• [YOUR TASK] Every line of the material is to be quoted verbatim, minus the pictures.

• [RECORDS SHOWN]
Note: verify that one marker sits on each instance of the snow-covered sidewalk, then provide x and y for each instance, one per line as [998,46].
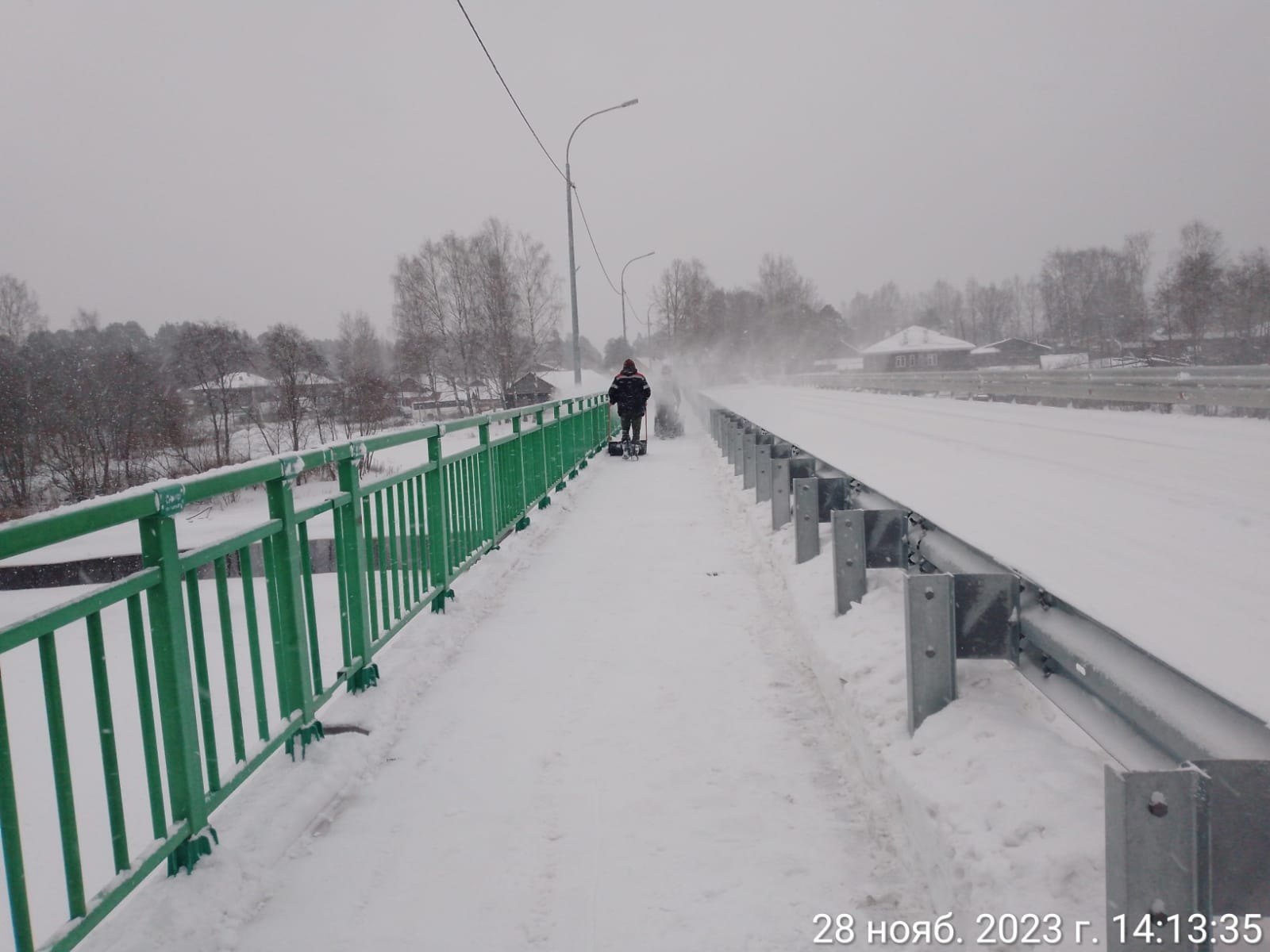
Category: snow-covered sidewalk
[620,752]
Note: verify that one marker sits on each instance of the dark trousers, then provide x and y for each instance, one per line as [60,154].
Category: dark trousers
[632,423]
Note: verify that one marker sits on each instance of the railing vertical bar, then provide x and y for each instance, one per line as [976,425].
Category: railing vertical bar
[10,837]
[394,562]
[253,641]
[230,658]
[175,691]
[106,735]
[419,539]
[368,545]
[408,593]
[198,647]
[63,789]
[146,711]
[352,528]
[275,622]
[383,559]
[342,573]
[435,511]
[306,585]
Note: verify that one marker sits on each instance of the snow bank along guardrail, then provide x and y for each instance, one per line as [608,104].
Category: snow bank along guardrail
[1248,387]
[400,543]
[1187,809]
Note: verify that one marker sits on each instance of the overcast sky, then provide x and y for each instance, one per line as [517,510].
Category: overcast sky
[268,162]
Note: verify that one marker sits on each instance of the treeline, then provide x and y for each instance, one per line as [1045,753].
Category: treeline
[476,313]
[95,408]
[1206,302]
[779,323]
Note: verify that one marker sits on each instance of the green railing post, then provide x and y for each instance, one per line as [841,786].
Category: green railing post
[173,679]
[14,869]
[435,490]
[524,511]
[575,420]
[283,583]
[488,486]
[559,469]
[544,484]
[356,613]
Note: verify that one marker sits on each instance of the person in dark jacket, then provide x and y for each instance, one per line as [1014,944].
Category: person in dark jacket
[630,393]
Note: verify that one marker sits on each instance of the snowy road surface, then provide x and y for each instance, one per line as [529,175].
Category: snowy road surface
[622,755]
[1156,526]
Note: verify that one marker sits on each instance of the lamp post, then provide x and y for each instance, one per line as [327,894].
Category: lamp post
[622,292]
[573,271]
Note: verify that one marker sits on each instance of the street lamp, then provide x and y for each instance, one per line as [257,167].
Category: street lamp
[573,271]
[622,292]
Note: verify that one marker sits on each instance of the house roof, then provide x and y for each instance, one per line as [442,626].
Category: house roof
[916,340]
[531,384]
[995,348]
[563,386]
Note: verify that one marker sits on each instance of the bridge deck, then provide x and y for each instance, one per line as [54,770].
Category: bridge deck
[622,755]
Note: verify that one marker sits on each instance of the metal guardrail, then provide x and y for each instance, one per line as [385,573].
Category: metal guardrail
[400,543]
[1187,812]
[1246,387]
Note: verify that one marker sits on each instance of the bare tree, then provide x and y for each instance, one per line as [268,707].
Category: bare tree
[209,361]
[19,310]
[292,362]
[364,400]
[1193,287]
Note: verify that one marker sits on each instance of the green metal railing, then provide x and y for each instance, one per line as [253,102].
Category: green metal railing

• [RESULT OF THIS TASK]
Note: verify that one marker sits on each instance of the snow-covered sidewalk, then provide x and y for each instance, one per line as [998,46].
Category: snow-covered sidewalk
[620,752]
Note: verify that one marker sits on each instance of the dark trousers, then provide x and y for each instance, one per line as [60,154].
Category: dark trousers
[632,423]
Note: verify that one marker sits on each instance of the railing vertical bar, then provide x and y for each instance, one per line as [976,425].
Category: railing vertical bar
[10,837]
[394,562]
[253,641]
[230,658]
[175,691]
[106,735]
[419,539]
[368,545]
[408,593]
[198,647]
[63,789]
[146,711]
[352,528]
[275,622]
[383,559]
[342,573]
[435,511]
[306,585]
Note: verify that one marker sits on each instance of the snow bank along guardrail, then provide x and y for each instance, one per line as [608,104].
Category: snow bank along guardrail
[1248,387]
[400,543]
[1187,809]
Note: verify that one marker sits on each instance of the overcast sky, then provide x and y for each instance, one per line as [517,510].
Category: overcast sky
[268,162]
Note: verify that one marker sits on each instance of the treeline, then provide x and y for each instance, one per line as [1045,753].
Category: treeline
[476,313]
[95,408]
[1206,302]
[779,323]
Note: verify that one marker sits on each instance of the green railing post, then provide x and y for each instance, one per line as [841,786].
Category: green railing post
[173,679]
[14,869]
[435,490]
[524,511]
[575,420]
[283,583]
[488,486]
[559,469]
[544,484]
[356,613]
Note: verify that one marker sits on each instance of the person in dark jacket, then provide x and y for each instance, one per line as [1014,944].
Category: person in dark jacket
[630,393]
Note: verify that one marker sits on each instance of the snowy road surface, then provide x and y for each instance, one per line as [529,175].
Category: snowy road surface
[622,755]
[1156,526]
Note: verify that one marker sits on each instance of the lamp post, then provide x and y for each instance, one per line as [327,894].
Category: lamp post
[622,292]
[573,271]
Note: verify that one marker sits on each instance of the street lamp, then provide x and y for each instance, one per line as [257,167].
Category: street lamp
[573,271]
[622,292]
Note: verify that one marker sits on each instance of the house roof, then provide x and y for each instance, one per line as [442,626].
Category: house roof
[916,340]
[531,384]
[995,348]
[563,386]
Note: verify that one marker sits on each instance of the bridge deck, then provide x and y for each instance, one per line as [54,770].
Category: bridge deck
[622,755]
Note: verify that one marker sits on each instance of the metal guardrail, then provide x and y for each instance, one per line as [385,573].
Category: metal guardrail
[400,543]
[1187,812]
[1246,387]
Note: verify that one marker sits on each instance of the bare tree, then provide x and y for each instance, one per line as [268,707].
Category: bare tree
[209,361]
[19,310]
[292,362]
[364,400]
[1193,287]
Note: verify that one marker sits on each instance of the green metal railing, then provide x and y for each instance, one per line as [253,102].
Category: green metal railing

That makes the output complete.